--- start of Dataset records ---

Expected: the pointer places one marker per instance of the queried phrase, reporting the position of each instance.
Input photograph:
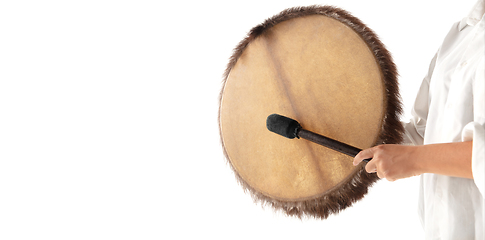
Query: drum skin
(310, 64)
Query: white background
(108, 120)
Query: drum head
(310, 64)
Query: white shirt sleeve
(475, 131)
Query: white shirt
(450, 107)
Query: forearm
(450, 159)
(400, 161)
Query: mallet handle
(330, 143)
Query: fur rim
(355, 187)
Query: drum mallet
(290, 128)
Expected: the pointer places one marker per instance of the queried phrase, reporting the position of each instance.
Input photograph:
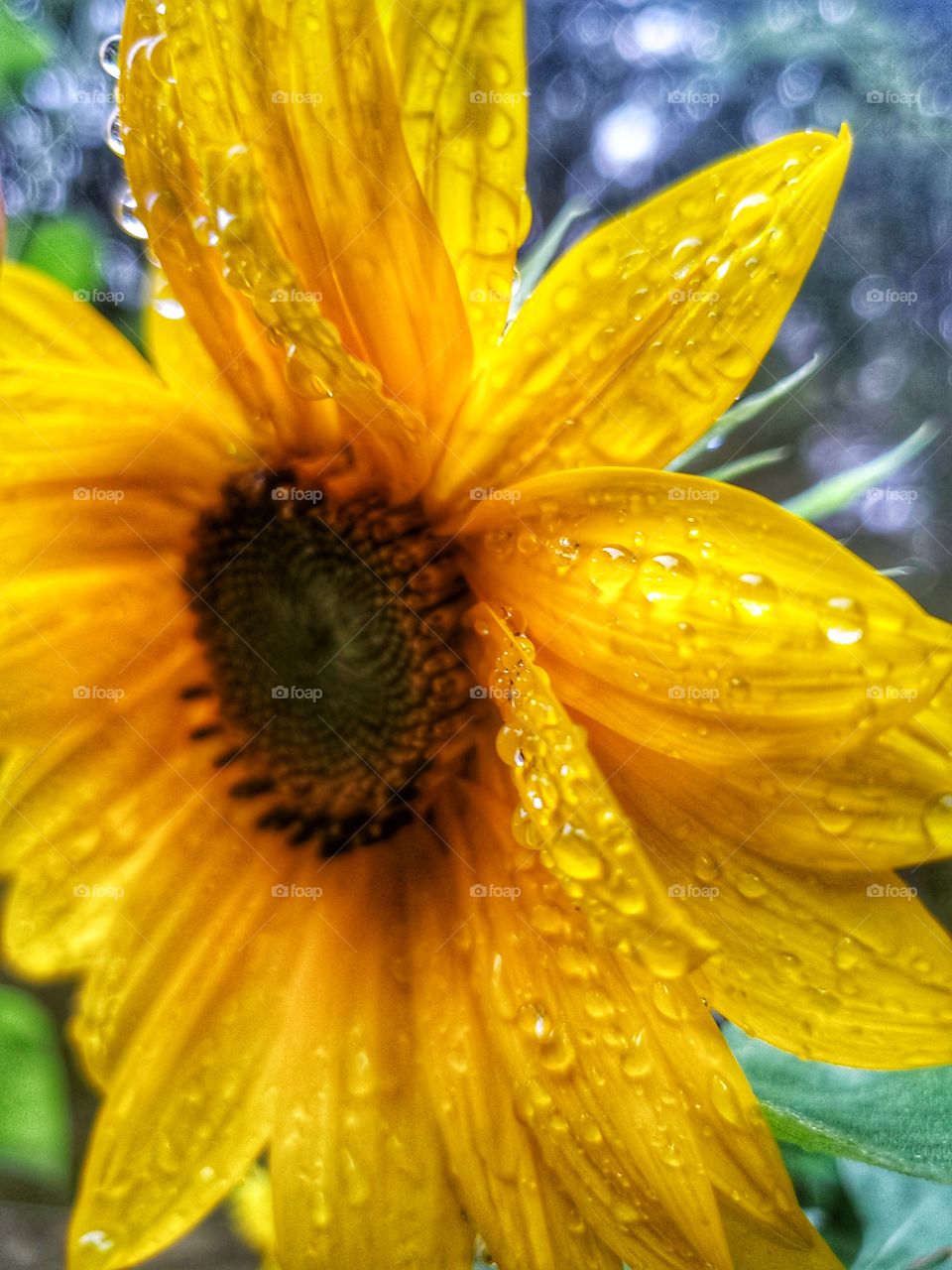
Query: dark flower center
(330, 638)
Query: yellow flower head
(404, 757)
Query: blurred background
(627, 95)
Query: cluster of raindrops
(626, 98)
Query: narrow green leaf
(892, 1119)
(906, 1222)
(35, 1124)
(22, 50)
(838, 492)
(66, 249)
(743, 412)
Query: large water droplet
(113, 134)
(749, 217)
(844, 620)
(665, 576)
(756, 594)
(109, 56)
(611, 570)
(126, 212)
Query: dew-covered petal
(231, 261)
(607, 1119)
(357, 1164)
(506, 1187)
(887, 804)
(190, 1102)
(566, 811)
(754, 1247)
(182, 227)
(702, 620)
(82, 416)
(462, 84)
(847, 968)
(648, 330)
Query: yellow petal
(754, 1248)
(357, 1164)
(85, 422)
(847, 968)
(567, 813)
(566, 1034)
(299, 98)
(182, 362)
(462, 81)
(642, 335)
(507, 1188)
(190, 1102)
(884, 806)
(702, 620)
(182, 227)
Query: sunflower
(404, 758)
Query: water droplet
(125, 209)
(752, 885)
(665, 576)
(168, 308)
(109, 56)
(749, 217)
(756, 594)
(113, 134)
(937, 820)
(611, 570)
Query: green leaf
(35, 1123)
(66, 249)
(22, 50)
(906, 1222)
(893, 1119)
(838, 492)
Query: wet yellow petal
(182, 362)
(202, 198)
(702, 620)
(642, 335)
(357, 1162)
(757, 1248)
(567, 1038)
(462, 81)
(848, 968)
(506, 1187)
(567, 813)
(884, 806)
(299, 96)
(190, 1103)
(182, 227)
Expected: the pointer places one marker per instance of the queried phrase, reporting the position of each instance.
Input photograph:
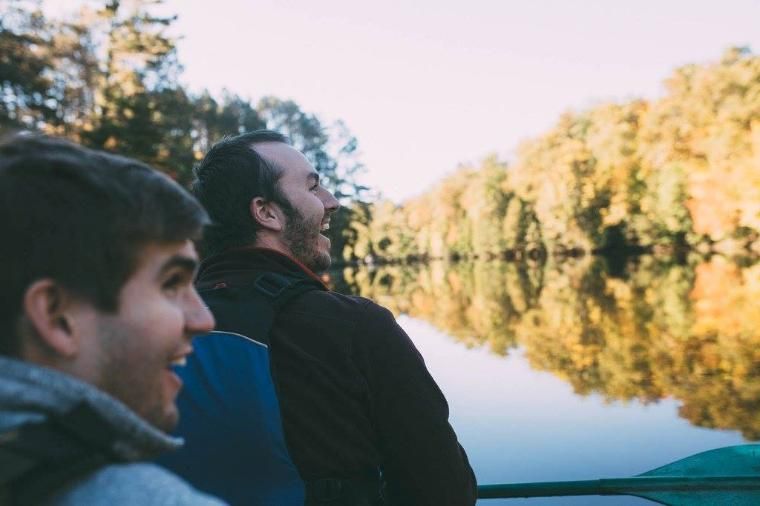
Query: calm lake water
(583, 370)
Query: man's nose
(330, 202)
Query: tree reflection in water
(655, 329)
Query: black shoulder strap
(250, 310)
(38, 459)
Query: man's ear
(267, 214)
(51, 312)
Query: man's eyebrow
(189, 264)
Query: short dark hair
(81, 217)
(228, 178)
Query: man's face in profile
(311, 206)
(132, 351)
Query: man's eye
(174, 283)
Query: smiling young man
(324, 391)
(97, 306)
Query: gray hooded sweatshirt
(29, 394)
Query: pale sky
(428, 84)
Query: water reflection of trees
(653, 331)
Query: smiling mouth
(179, 362)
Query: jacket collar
(241, 266)
(31, 393)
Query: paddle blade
(732, 461)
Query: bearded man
(302, 394)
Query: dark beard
(302, 238)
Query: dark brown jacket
(354, 392)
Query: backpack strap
(250, 310)
(39, 459)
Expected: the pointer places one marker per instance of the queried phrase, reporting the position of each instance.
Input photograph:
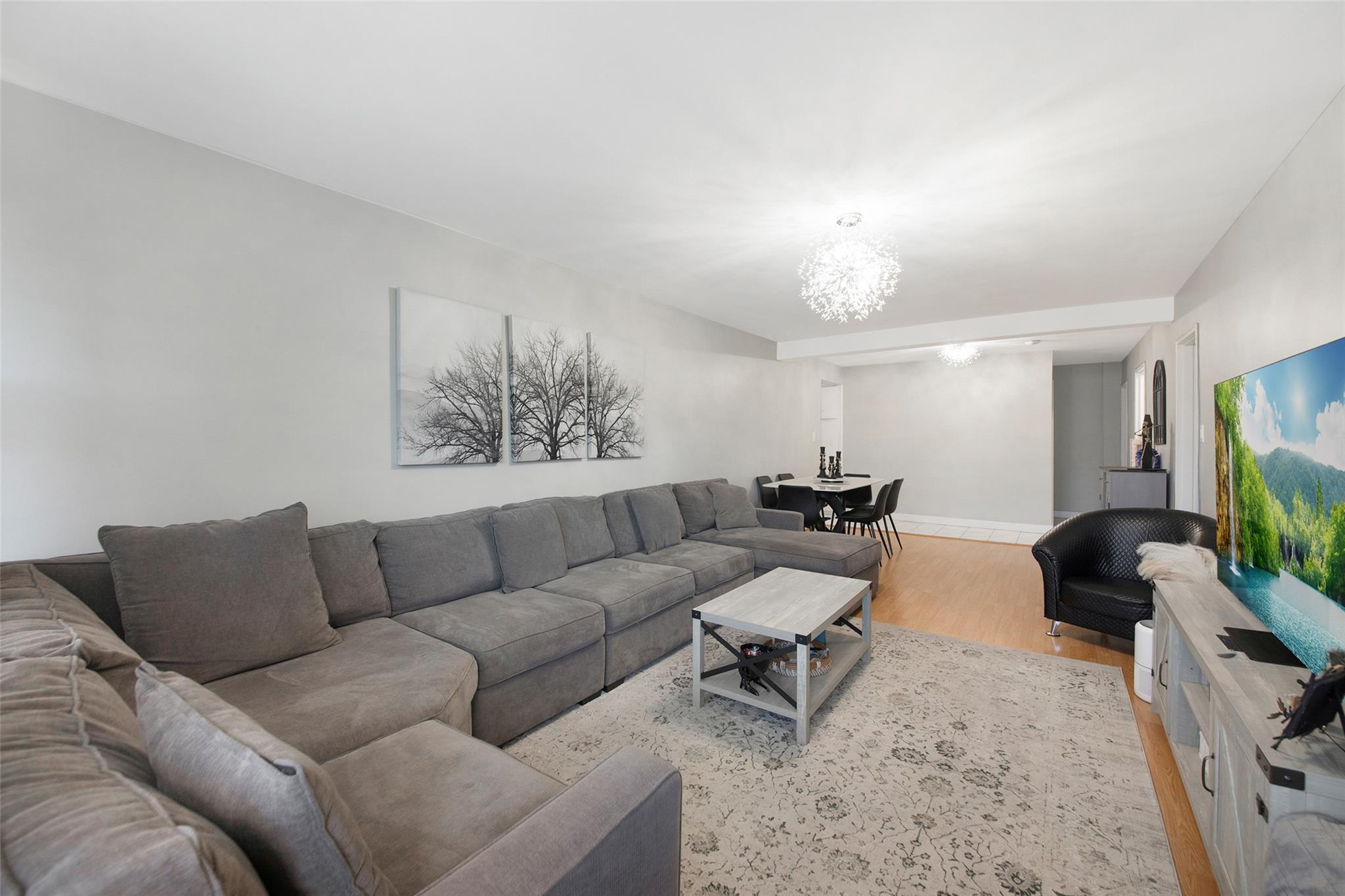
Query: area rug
(943, 766)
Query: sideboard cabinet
(1214, 706)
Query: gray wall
(1087, 416)
(971, 442)
(190, 336)
(1273, 286)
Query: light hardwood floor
(992, 593)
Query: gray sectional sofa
(412, 636)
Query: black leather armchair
(1088, 565)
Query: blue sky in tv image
(1298, 403)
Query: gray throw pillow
(272, 800)
(81, 811)
(658, 516)
(732, 507)
(213, 599)
(530, 545)
(346, 562)
(693, 500)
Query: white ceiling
(1084, 347)
(1024, 156)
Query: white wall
(190, 336)
(971, 442)
(1273, 286)
(1087, 418)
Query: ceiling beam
(974, 330)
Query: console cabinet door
(1239, 830)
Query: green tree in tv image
(1306, 540)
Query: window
(1139, 399)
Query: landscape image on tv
(1279, 477)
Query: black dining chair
(892, 508)
(870, 519)
(768, 498)
(802, 500)
(860, 498)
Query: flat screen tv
(1279, 477)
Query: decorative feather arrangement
(1176, 562)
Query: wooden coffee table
(794, 606)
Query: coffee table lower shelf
(847, 651)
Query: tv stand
(1214, 706)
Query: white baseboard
(971, 524)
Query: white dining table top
(848, 484)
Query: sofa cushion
(712, 565)
(81, 815)
(627, 591)
(346, 562)
(39, 618)
(437, 558)
(380, 679)
(89, 578)
(430, 797)
(693, 500)
(1109, 597)
(512, 633)
(658, 516)
(530, 545)
(732, 507)
(211, 599)
(276, 802)
(830, 553)
(621, 523)
(584, 527)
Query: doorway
(1185, 429)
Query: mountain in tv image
(1279, 469)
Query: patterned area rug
(942, 767)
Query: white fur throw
(1176, 562)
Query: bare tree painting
(450, 382)
(546, 391)
(615, 399)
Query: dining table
(833, 490)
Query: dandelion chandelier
(849, 274)
(959, 354)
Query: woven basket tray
(787, 667)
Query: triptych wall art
(571, 394)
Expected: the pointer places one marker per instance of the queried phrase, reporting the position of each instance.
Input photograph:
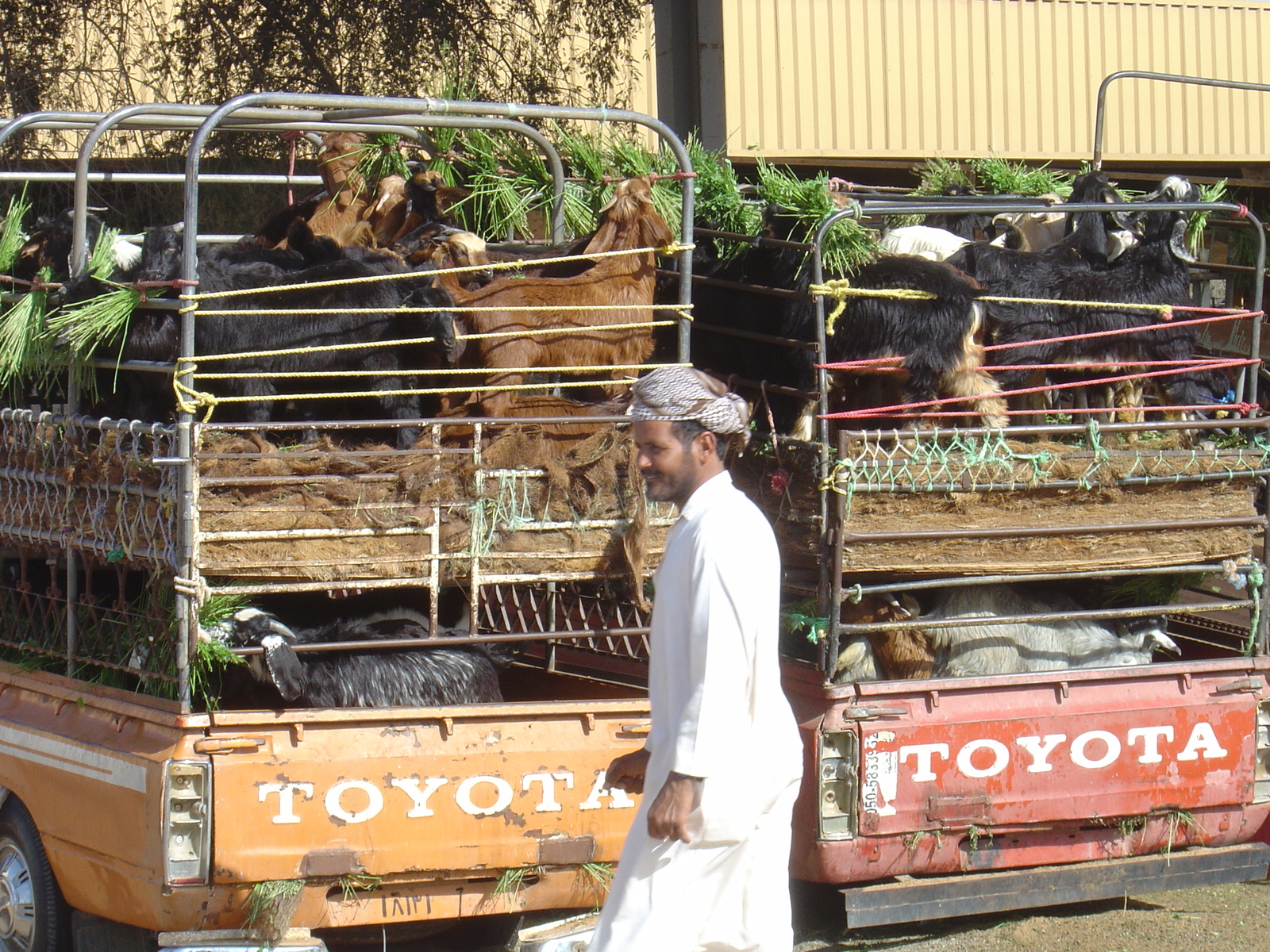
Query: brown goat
(628, 221)
(884, 655)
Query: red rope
(1237, 315)
(895, 408)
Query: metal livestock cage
(117, 532)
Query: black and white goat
(1035, 645)
(417, 677)
(939, 338)
(50, 247)
(325, 315)
(1153, 272)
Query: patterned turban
(683, 393)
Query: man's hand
(628, 771)
(668, 816)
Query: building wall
(910, 79)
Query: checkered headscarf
(683, 393)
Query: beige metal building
(827, 82)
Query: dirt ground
(1210, 919)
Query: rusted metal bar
(1210, 569)
(455, 641)
(1142, 612)
(1041, 531)
(755, 336)
(1003, 486)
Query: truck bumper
(237, 941)
(941, 896)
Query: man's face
(671, 470)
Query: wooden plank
(937, 898)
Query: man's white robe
(719, 714)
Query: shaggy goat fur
(419, 677)
(939, 338)
(1034, 647)
(628, 221)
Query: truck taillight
(1261, 772)
(838, 763)
(187, 823)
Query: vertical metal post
(1259, 276)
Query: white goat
(1034, 647)
(922, 240)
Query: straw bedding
(436, 499)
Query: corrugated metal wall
(908, 79)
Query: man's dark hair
(687, 431)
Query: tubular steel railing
(908, 470)
(568, 615)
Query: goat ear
(286, 670)
(851, 655)
(1178, 240)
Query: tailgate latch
(228, 746)
(1249, 685)
(869, 714)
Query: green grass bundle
(1214, 192)
(12, 236)
(1003, 177)
(718, 197)
(937, 175)
(849, 245)
(25, 343)
(87, 325)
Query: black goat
(1153, 272)
(939, 338)
(418, 677)
(154, 336)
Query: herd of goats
(329, 283)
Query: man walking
(706, 862)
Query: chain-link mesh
(89, 486)
(122, 624)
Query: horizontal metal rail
(455, 641)
(1141, 612)
(1208, 569)
(1045, 531)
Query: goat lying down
(977, 651)
(419, 677)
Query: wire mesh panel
(90, 486)
(122, 622)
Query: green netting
(941, 461)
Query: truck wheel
(33, 916)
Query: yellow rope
(1102, 305)
(283, 311)
(841, 290)
(200, 399)
(497, 266)
(356, 346)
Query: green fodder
(937, 175)
(1149, 589)
(848, 247)
(718, 202)
(12, 236)
(381, 156)
(1003, 177)
(1214, 192)
(87, 325)
(271, 907)
(25, 344)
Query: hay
(520, 512)
(873, 486)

--- end of Dataset records ---

Copy all of the entries verbatim, leaving out any pictures they contain.

Task output:
Expected: the pointer places one marker per instance of the queried phrase, reporting the position of each instance.
Input photograph:
Query: drum skin
(310, 64)
Query: white background
(108, 120)
Query: drum head
(310, 64)
Query: white shirt sleeve
(475, 131)
Query: white shirt
(450, 107)
Query: forearm
(450, 159)
(400, 161)
Query: mallet handle
(330, 143)
Query: fur rim
(355, 187)
Query: drum mallet
(290, 128)
Expected: the pointer places one marker per instance of the queried phrase, reporting the position of each instance.
Input photograph:
Query: dark flower center
(330, 638)
Query: yellow flower head
(404, 757)
Query: blurred background
(627, 95)
Query: cluster of raindrops
(626, 98)
Query: narrow green leaf
(892, 1119)
(906, 1222)
(35, 1124)
(22, 50)
(838, 492)
(66, 249)
(743, 412)
Query: large water droplet
(113, 134)
(749, 217)
(844, 620)
(665, 576)
(756, 594)
(109, 56)
(611, 570)
(126, 212)
Query: dew-covered petal
(231, 261)
(607, 1119)
(357, 1164)
(506, 1187)
(887, 804)
(190, 1102)
(566, 811)
(754, 1247)
(182, 227)
(702, 620)
(82, 416)
(462, 84)
(847, 968)
(648, 330)
Query: yellow petal
(754, 1248)
(357, 1164)
(85, 422)
(847, 968)
(567, 813)
(566, 1034)
(299, 98)
(182, 362)
(462, 81)
(642, 335)
(507, 1188)
(190, 1102)
(884, 806)
(702, 620)
(182, 227)
Query: sunflower
(404, 758)
Query: water droplet
(125, 209)
(752, 885)
(665, 576)
(168, 308)
(109, 56)
(749, 217)
(756, 594)
(113, 134)
(937, 820)
(611, 570)
Query: green leaf
(35, 1123)
(66, 249)
(22, 50)
(906, 1222)
(893, 1119)
(838, 492)
Query: wet yellow petal
(182, 362)
(202, 198)
(702, 620)
(642, 335)
(357, 1162)
(757, 1248)
(567, 1038)
(462, 81)
(848, 968)
(506, 1187)
(567, 813)
(884, 806)
(299, 96)
(190, 1103)
(182, 227)
Expected: the pointer places one marker per instance of the queried phrase, reporting the position of each instance.
Input photograph:
Query: calm lake water
(583, 370)
Query: man's nose
(330, 202)
Query: tree reflection in water
(655, 329)
Query: black shoulder strap
(250, 310)
(38, 459)
Query: man's ear
(267, 214)
(51, 312)
Query: man's eyebrow
(189, 264)
Query: short dark hair
(81, 217)
(228, 178)
Query: man's face in profile
(311, 206)
(132, 351)
Query: man's eye
(174, 283)
Query: smiling young man
(324, 391)
(97, 306)
Query: gray hooded sweatshirt
(29, 394)
Query: pale sky
(428, 84)
Query: water reflection of trees
(653, 331)
Query: smiling mouth
(179, 362)
Query: jacket collar
(241, 266)
(31, 393)
Query: paddle blade
(732, 461)
Query: bearded man
(302, 394)
Query: dark beard
(302, 238)
Query: dark brown jacket
(354, 392)
Query: backpack strap
(250, 310)
(39, 459)
Expected: the pointer places one marker per instance of the queried phrase, reporting the position of each instance.
Input photograph:
Query: area rug
(943, 766)
Query: sideboard cabinet
(1214, 706)
Query: gray wall
(1087, 416)
(971, 442)
(190, 336)
(1273, 286)
Query: light hardwood floor
(992, 593)
Query: gray sectional sofa
(412, 636)
Query: black leather armchair
(1088, 565)
Query: blue sky in tv image
(1298, 403)
Query: gray throw pillow
(272, 800)
(81, 811)
(658, 516)
(732, 507)
(213, 599)
(530, 545)
(346, 562)
(693, 500)
Query: white ceiling
(1084, 347)
(1024, 156)
Query: white wall
(190, 336)
(971, 442)
(1273, 286)
(1087, 418)
Query: ceiling beam
(974, 330)
Query: console cabinet door
(1239, 830)
Query: green tree in tv image
(1306, 540)
Query: window
(1139, 399)
Query: landscape image on tv
(1279, 477)
Query: black dining chair
(892, 508)
(870, 519)
(768, 498)
(802, 500)
(860, 498)
Query: flat screen tv
(1279, 477)
Query: decorative feather arrangement
(1176, 562)
Query: wooden coffee table
(794, 606)
Query: coffee table lower shelf
(847, 651)
Query: tv stand
(1214, 706)
Query: white baseboard
(971, 524)
Query: white dining table top
(848, 484)
Query: sofa cushion
(712, 565)
(81, 815)
(627, 591)
(346, 562)
(39, 618)
(437, 558)
(380, 679)
(89, 578)
(430, 797)
(693, 500)
(1109, 597)
(512, 633)
(658, 516)
(530, 545)
(732, 507)
(211, 599)
(276, 802)
(830, 553)
(621, 523)
(584, 527)
Query: doorway
(1185, 429)
Query: mountain in tv image
(1279, 469)
Query: patterned area rug
(942, 767)
Query: white fur throw
(1176, 562)
Query: bare tree painting
(450, 382)
(546, 391)
(615, 399)
Query: dining table
(833, 490)
Query: dandelion chandelier
(849, 274)
(959, 354)
Query: woven basket tray
(787, 667)
Query: triptych wall art
(571, 394)
Expected: the pointer places one marker per instance of the queried phrase, reporting the position of each instance.
Input photograph:
Query: brown goat
(628, 221)
(884, 655)
Query: red rope
(1237, 315)
(895, 408)
Query: metal livestock cage
(117, 532)
Query: black and white goat
(1035, 645)
(417, 677)
(939, 338)
(50, 247)
(325, 315)
(1153, 272)
Query: patterned turban
(683, 393)
Query: man's hand
(628, 771)
(668, 816)
Query: building wall
(910, 79)
Query: checkered headscarf
(683, 393)
Query: beige metal building
(827, 82)
Query: dirt ground
(1210, 919)
Query: rusted metal bar
(1210, 569)
(455, 641)
(1142, 612)
(1041, 531)
(755, 336)
(1003, 486)
Query: truck bumper
(237, 941)
(941, 896)
Query: man's face
(671, 470)
Query: wooden plank
(937, 898)
Query: man's white robe
(719, 714)
Query: shaggy goat fur
(419, 677)
(939, 338)
(1034, 647)
(628, 221)
Query: truck taillight
(1261, 772)
(838, 763)
(187, 823)
Query: vertical metal post
(1259, 276)
Query: white goat
(1034, 647)
(922, 240)
Query: straw bedding
(436, 499)
Query: corrugated metal wall
(908, 79)
Query: man's dark hair
(687, 431)
Query: tubular steel railing
(908, 470)
(568, 615)
Query: goat ear
(286, 670)
(851, 655)
(1178, 240)
Query: tailgate latch
(228, 746)
(1249, 685)
(869, 714)
Query: green grass bundle
(1214, 192)
(12, 236)
(1003, 177)
(718, 197)
(937, 175)
(849, 245)
(25, 343)
(87, 325)
Query: black goat
(1153, 272)
(939, 338)
(418, 677)
(154, 336)
Query: herd of goats
(329, 283)
Query: man walking
(706, 862)
Query: chain-link mesh
(89, 486)
(122, 624)
Query: horizontal metal rail
(455, 641)
(1141, 612)
(1208, 569)
(1045, 531)
Query: goat lying down
(977, 651)
(419, 677)
Query: wire mesh panel
(90, 486)
(122, 622)
Query: green netting
(941, 461)
Query: truck wheel
(33, 916)
Query: yellow rope
(1102, 305)
(283, 311)
(841, 290)
(200, 399)
(497, 266)
(356, 346)
Query: green fodder
(937, 175)
(1149, 589)
(848, 247)
(718, 202)
(12, 236)
(381, 156)
(1003, 177)
(1214, 192)
(87, 325)
(271, 907)
(25, 344)
Query: hay
(520, 512)
(873, 486)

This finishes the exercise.